*Data to use:*
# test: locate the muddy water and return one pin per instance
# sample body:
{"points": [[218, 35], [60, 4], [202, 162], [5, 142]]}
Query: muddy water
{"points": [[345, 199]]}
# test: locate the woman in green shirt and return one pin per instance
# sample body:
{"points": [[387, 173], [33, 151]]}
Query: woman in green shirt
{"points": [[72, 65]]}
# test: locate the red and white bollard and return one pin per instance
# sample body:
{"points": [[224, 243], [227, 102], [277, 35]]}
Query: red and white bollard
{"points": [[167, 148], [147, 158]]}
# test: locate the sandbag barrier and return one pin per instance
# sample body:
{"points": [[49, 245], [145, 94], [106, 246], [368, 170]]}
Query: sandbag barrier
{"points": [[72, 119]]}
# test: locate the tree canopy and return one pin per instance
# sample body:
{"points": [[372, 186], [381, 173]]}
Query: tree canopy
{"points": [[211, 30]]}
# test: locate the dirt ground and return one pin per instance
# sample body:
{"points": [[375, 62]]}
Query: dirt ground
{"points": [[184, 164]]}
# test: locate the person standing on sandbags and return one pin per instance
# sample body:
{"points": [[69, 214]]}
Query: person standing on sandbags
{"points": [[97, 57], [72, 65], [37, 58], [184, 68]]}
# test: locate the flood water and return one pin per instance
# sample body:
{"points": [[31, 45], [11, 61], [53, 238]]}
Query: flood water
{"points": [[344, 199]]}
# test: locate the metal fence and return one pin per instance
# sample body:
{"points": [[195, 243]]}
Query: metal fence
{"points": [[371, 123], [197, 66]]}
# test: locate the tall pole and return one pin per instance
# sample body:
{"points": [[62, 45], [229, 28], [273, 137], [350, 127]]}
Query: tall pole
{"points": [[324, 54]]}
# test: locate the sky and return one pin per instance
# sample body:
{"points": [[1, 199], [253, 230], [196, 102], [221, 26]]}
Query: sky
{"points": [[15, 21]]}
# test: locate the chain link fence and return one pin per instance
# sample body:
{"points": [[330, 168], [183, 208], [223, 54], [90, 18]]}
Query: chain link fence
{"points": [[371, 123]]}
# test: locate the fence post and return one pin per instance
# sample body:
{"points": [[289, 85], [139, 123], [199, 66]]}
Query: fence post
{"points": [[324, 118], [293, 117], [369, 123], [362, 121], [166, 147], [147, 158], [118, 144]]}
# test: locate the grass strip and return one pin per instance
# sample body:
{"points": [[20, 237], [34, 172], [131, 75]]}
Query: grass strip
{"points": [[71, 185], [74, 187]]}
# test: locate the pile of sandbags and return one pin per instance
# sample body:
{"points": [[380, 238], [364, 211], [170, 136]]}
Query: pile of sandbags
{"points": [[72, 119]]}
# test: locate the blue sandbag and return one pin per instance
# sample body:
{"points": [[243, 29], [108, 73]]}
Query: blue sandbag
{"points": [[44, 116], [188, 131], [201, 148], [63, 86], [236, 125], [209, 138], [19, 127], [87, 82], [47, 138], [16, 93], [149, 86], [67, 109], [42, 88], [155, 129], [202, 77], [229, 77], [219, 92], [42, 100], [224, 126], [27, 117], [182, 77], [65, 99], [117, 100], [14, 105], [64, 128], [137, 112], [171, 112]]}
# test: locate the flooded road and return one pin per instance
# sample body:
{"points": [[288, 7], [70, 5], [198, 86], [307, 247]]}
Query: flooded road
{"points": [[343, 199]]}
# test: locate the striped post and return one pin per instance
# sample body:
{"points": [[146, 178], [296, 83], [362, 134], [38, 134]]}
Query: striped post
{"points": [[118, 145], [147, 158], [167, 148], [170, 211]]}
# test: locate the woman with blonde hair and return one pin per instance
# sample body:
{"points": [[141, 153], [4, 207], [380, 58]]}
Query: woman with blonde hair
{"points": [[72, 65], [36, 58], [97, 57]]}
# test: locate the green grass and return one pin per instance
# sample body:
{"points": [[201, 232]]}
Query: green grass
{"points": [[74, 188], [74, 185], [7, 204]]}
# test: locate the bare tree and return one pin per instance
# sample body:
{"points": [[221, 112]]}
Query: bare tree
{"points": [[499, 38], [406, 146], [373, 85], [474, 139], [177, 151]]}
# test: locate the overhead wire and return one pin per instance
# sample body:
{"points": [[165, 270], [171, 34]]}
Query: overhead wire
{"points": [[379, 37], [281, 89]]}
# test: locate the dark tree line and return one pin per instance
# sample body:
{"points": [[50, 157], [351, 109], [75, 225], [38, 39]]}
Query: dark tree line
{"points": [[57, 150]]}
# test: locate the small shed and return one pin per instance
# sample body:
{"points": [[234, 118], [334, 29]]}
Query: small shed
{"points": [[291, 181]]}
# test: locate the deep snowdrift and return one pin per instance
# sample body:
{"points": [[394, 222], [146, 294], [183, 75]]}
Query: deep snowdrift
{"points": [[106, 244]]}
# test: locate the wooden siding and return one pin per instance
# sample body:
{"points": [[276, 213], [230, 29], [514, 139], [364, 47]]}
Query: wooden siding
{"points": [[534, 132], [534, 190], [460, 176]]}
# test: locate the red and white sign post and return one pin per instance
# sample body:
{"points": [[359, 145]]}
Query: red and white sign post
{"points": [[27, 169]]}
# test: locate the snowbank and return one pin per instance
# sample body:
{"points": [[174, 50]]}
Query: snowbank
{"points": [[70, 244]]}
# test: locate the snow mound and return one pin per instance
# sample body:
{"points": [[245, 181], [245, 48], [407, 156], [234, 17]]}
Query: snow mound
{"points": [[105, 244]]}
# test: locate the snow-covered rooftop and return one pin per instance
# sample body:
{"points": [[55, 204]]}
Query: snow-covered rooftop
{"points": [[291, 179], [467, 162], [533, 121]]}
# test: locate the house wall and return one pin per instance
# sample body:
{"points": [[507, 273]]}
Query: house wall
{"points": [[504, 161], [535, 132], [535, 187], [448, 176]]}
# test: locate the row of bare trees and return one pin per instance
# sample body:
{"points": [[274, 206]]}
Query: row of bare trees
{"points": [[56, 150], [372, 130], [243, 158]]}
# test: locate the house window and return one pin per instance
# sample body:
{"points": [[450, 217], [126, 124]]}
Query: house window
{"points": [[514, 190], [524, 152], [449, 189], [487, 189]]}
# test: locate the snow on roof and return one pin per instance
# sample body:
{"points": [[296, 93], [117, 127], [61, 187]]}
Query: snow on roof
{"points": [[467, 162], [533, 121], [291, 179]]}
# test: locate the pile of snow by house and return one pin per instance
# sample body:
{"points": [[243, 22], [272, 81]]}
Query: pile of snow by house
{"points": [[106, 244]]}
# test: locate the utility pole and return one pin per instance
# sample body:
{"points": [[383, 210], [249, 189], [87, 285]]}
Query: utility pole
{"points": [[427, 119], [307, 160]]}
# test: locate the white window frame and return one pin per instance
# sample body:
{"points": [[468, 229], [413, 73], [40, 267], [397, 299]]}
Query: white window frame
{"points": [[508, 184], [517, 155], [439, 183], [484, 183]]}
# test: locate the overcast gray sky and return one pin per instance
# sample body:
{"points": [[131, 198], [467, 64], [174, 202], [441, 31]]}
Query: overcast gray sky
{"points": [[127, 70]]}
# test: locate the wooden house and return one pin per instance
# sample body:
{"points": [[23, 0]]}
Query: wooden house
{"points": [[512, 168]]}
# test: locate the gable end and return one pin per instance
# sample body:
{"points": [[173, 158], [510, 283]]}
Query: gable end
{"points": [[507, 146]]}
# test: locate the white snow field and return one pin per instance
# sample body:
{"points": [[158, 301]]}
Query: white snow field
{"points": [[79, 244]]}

...

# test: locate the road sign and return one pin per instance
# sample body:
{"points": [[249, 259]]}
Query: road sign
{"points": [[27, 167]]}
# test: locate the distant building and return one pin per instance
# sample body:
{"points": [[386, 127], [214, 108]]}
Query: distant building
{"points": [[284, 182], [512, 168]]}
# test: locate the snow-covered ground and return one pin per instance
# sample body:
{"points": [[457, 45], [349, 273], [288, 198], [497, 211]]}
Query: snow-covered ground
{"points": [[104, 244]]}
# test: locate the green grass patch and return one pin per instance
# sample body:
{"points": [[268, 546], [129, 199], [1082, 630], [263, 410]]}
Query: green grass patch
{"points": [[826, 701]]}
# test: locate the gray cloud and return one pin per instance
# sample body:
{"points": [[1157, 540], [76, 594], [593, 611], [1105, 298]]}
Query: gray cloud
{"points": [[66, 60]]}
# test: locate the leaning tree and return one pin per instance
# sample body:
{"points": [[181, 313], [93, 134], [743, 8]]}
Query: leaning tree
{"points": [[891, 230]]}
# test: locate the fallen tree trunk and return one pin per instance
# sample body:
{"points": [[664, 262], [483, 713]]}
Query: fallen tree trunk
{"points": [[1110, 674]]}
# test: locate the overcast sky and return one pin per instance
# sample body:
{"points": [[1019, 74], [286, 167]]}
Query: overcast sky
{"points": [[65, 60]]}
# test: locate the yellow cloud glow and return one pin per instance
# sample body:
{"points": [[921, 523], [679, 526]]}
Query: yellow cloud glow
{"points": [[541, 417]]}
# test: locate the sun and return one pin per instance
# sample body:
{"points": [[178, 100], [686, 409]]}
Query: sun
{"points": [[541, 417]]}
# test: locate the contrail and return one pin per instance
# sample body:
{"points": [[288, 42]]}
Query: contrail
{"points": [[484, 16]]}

--

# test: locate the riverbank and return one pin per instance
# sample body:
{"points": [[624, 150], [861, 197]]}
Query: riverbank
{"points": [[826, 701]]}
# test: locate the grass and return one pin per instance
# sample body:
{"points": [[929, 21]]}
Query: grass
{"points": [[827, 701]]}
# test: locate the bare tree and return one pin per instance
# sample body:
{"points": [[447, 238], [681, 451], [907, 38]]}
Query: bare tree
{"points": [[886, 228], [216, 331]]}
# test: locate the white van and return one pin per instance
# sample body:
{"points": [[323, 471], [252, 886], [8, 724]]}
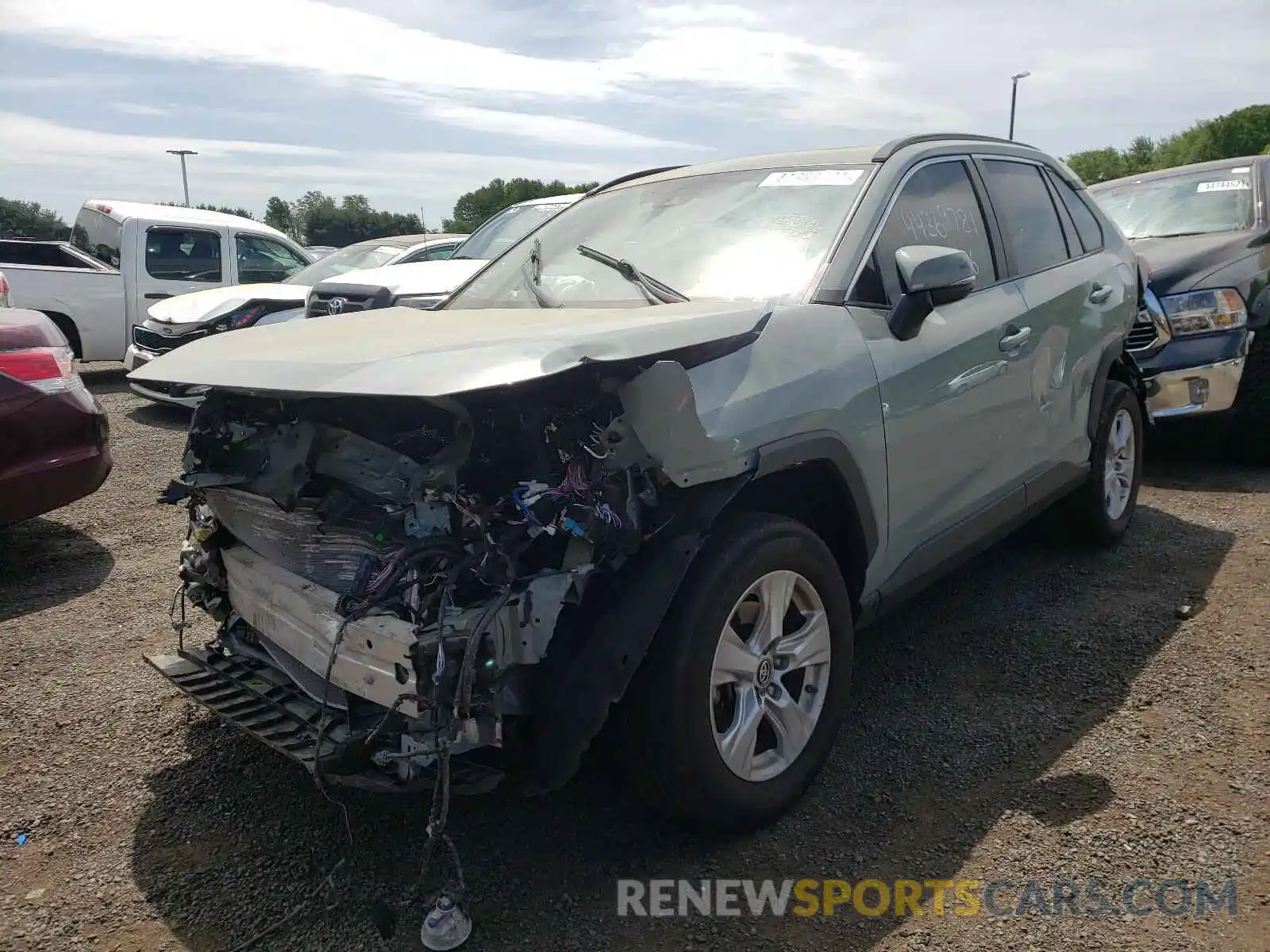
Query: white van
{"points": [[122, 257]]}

*To do:* In your answer, include only the lines above starting at the line that holds "# test: locate the dark" and ending at the line that holds "# test: locate the small", copied exactly.

*Response to this exercise:*
# test: locate the dark tree line and return one pin per instance
# sample body:
{"points": [[50, 157], [351, 109], [75, 225], [38, 39]]}
Query: dark tree line
{"points": [[57, 150]]}
# test: locate the small shed and return one pin per instance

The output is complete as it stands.